Note: This skirt pattern was adapted from a photo seen in a knitting magazine many years ago. A lot of tweaking and guesswork went into creating this pattern for the AG doll.

#6 US needles (straight or circular)
Mary Maxim Mellowspun DK - melon (rosy red)

Cast on 51 stitches. Rib in Knit 1, Purl 1 for 8 rows.

Row 1: (Right Side) Knit 3, * Purl 1, Knit 3,
repeat from * to end of row.

Row 2: (Wrong Side) Knit 1, * Purl 1, Knit 3, 
Repeat from * , ending Purl 1, Knit 1.
Repeat Rows 1 and 2 for a total of 6 rows.

Row 7: * Increase in first stitch, Knit 1, increase in next stitch, Purl 1,
Repeat from *, ending increase 1 stitch in last stitch.

Row 8: Knit 2, * Purl 1, Knit 5,
Repeat from *, ending Purl 1, Knit 2.

Row 9: (Right Side) * Knit 5, Purl 1, 
Repeat from * across the row.

Row 10: (Wrong Side) Knit 2, * Purl 1, Knit 5, 
Repeat from *, ending Purl 1, Knit 2.

Boundary labeling records
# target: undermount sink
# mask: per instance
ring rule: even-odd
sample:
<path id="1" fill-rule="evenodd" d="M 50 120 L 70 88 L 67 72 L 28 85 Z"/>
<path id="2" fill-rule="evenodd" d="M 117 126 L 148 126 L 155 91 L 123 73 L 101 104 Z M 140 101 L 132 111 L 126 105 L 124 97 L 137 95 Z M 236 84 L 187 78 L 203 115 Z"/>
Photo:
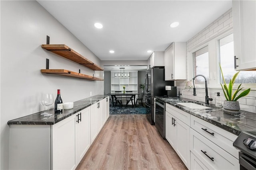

■ WHAT TO WORK ON
Answer these questions using the doll skirt pattern:
1. What size needles does it call for?
2. How many stitches are cast on?
3. What sequence is repeated across Row 9?

■ FINAL RESULT
1. #6 US needles, straight or circular.
2. 51 stitches.
3. Knit 5, Purl 1.